## QUOTED PASSAGE
The Works of George Santayana

Author: David Spiech Page 228 of 283

Letters in Limbo ~ February 28, 1949

BrideTo Rosamond Thomas Bennett Sturgis
Via Santo Stefano Rotondo, 6
Rome. February 28, 1949

Your letter of a week ago brings unexpected news and it has taken me a few days to digest it. I see what a completely new and actively social life your marriage will open before you ….

More important than the setting is to have some idea of your future family circle. As to Mr. Little himself, being master of a House in Cambridge and being Secretary to the University are both positions of which I have no first-hand knowledge, but they suggest administrative and executive duties rather than teaching, and you don’t tell me what Mr. Little was before there were Houses at Harvard. Garrick and the 18th century sound like a specialty in English history or literature. And then of his four children, which are boys or men and which girls or women? That must make a great difference in the ease with which you can slip into your new position. I have some experience of this sort of problem, as my sister Susana had six step-children as well as a middle-aged husband with fixed habits. Anyhow, give him my compliments and congratulations; and I can understand how you too can feel a fresh glow of youth and excitement at the prospect of this new life. What I cannot sincerely congratulate you on is the procession of visitors and official functions which will demand your time and attention. But I am an old bear, and could never feel the charm of society where it went beyond real friendship or a real feast to the eye and to the gullet.

From The Letters of George Santayana:  Book Eight, 1948-1952.  Cambridge, MA: The MIT Press, 2008.
Location of manuscript: The Houghton Library, Harvard University, Cambridge MA

Letters in Limbo ~ February 27, 1951

Old GeorgeTo John Hall Wheelock
Via Santo Stefano Rotondo, 6
Rome. February 27, 1951

In clearing away an accumulation of papers in my desk, I have come upon a letter of yours about the painter Wood’s portrait of me. I had forgotten this letter, and hope I did not leave it unanswered in my preoccupied state of mind. I agree with you entirely about that portrait. It represents me as you might come upon me on a sultry day, and is painted in a realistic way, but coarsely. I much prefer the drawing by Lipinsky, which I believe has been submitted to you with the same commercial hopes. I won’t say that it looks like (although Cory says it does) but it gives an intellectual version of me that perhaps comes nearer to the reality than to the appearance. Only it makes the escape from the flesh more difficult and painful than my philosophy absolutely finds it. I am more Epicurean than that, although not piggish, perhaps, as Epicureans are supposed to be. Besides, spiritual things entertain me, and the quarrels men have about them seem to me needless.

## TO DO
**a)** Count the lines in the rows that contain the string "truck", matching case exactly, and give only the number.
**b)** Write the next part of the Santayana letters page, picking up after its last sentence.
The Santayana letters page and the rows are unrelated material.

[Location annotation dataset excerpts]
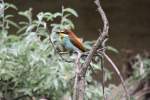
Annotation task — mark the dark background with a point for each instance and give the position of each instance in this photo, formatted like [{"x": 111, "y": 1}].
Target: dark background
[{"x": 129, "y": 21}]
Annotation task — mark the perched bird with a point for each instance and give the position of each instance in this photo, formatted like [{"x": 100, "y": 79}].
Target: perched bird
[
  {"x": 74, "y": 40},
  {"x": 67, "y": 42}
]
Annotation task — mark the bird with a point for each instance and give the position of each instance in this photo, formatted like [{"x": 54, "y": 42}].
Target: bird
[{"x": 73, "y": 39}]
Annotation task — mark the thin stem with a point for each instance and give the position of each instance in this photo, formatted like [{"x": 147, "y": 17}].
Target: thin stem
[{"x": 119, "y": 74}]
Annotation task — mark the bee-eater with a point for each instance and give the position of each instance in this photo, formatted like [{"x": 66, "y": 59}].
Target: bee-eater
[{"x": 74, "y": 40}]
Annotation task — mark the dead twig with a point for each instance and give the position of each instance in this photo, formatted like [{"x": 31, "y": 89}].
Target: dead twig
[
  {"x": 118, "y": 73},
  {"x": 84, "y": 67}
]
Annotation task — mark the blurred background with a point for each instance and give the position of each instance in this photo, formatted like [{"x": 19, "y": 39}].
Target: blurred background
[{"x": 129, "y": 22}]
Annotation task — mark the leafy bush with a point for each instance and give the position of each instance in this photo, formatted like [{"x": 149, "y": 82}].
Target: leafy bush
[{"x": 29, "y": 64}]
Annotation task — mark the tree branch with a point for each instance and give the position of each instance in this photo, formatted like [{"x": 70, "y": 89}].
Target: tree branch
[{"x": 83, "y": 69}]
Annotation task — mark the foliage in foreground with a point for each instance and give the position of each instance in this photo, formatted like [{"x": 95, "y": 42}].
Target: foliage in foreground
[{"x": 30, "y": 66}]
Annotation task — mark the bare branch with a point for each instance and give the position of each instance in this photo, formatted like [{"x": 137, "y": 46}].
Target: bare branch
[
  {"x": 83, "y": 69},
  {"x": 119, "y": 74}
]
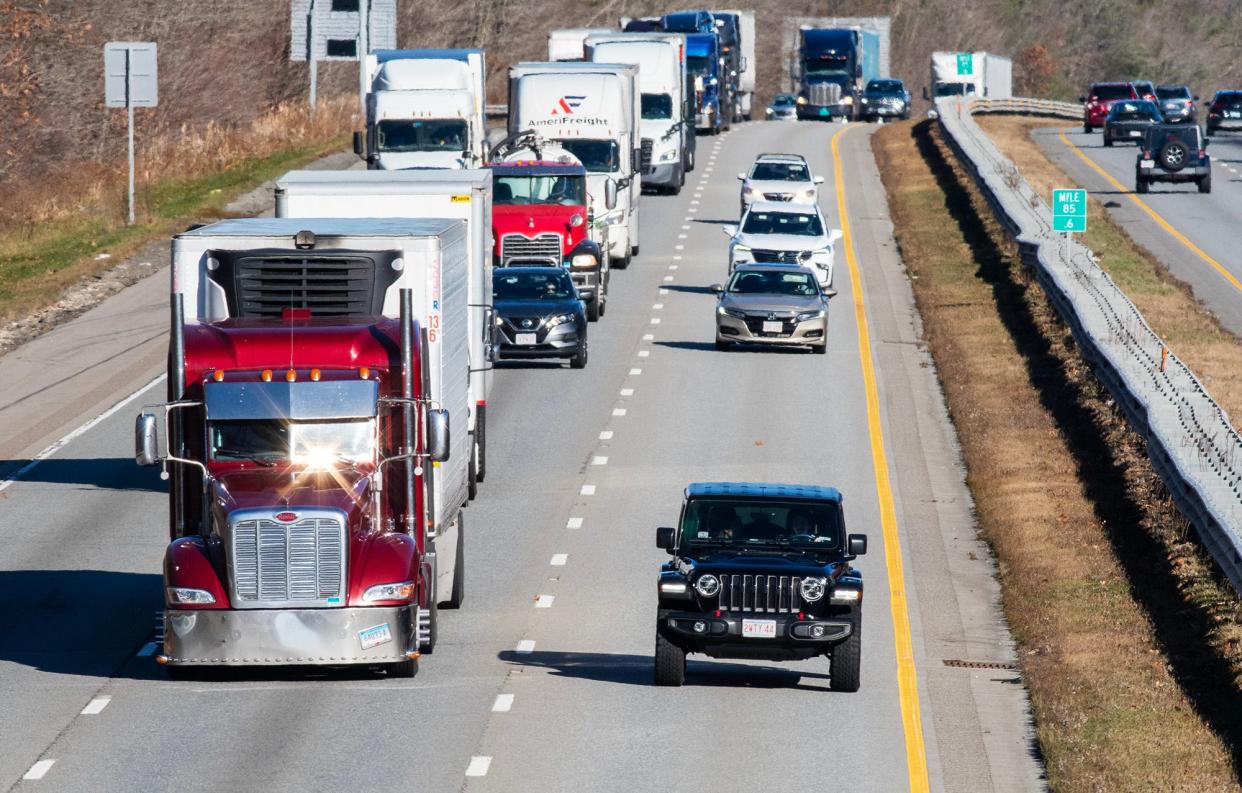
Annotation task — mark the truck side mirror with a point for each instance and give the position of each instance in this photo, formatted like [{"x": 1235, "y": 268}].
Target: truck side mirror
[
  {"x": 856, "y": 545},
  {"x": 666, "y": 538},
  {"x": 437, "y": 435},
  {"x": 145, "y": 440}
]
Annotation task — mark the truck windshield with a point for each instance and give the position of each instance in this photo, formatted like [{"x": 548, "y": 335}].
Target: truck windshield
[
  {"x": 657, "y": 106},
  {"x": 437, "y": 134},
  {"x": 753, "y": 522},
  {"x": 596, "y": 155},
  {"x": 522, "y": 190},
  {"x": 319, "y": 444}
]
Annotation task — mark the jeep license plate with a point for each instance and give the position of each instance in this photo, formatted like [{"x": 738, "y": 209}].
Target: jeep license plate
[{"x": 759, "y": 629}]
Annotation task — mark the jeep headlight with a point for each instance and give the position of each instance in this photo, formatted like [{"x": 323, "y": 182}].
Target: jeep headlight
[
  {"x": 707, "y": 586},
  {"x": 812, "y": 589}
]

## ANSWERS TO THE EXERCISE
**a)** 4

**b)**
From The Letters of George Santayana:  Book Eight, 1948-1952.  Cambridge, MA: The MIT Press, 2008.
Location of manuscript: Department of Rare Books and Special Collections, Princeton University Libraries, Princeton NJ

Letters in Limbo ~ February 26, 1918

MetaphysicsTo Charles Augustus Strong
22 Beaumont St.
Oxford, England. Feb. 26. 1918

Your dislike of essences seems to me very curious: I can’t attribute it to anything but a sort of traditional dread of Platonism as if it were Popery. My essences are akin to Platonic ideas, certainly: but when you say that you don’t understand the principle by which they are selected, you assimilate them to Platonic ideas just in the respect in which they are opposed to them. Essences are not selected in their own being: to select is evidently to leave something out: but what is left out must differ in character from what is chosen: therefore, it too has a character, or is an essence.

Platonic Ideas were selected ab extra by an inversion: natural types and moral ideals were projected into powers: and these essences, having alleged power over the world, were the Ideas. But that is physics or metaphysics or cosmology: essences are absolutely infinite and packed close, like points in space. A selection among them is a matter of partial survey, not of exclusive being in what is selected. Exclusive being would be existence: but among essences no one has any inherent emphasis not found in others.

On the other hand no essence is self-contradictory. A round square is not an essence–at least not in the sphere of geometry. If you say the phrase has a certain import and character–it is a typical self-contradiction–that proves that “round square” is the essence of a sort of accident in human discourse, viz. the use of words with divergent meanings as if they were compatible, until the connotations are felt to clash and the effort collapses. There is no self-contradiction in this experience of contradiction in terms or of diversity of essences; which is what the attempt to intuit a round square amounts to.

From The Letters of George Santayana:  Book Two, 1910-1920.  Cambridge, MA: The MIT Press, 2001.
Location of manuscript: Rockefeller Archive Center, Sleepy Hollow NY

Letters in Limbo ~ February 25, 1937

William_James_b1842cTo Horace Meyer Kallen
C/o Brown Shipley & Co.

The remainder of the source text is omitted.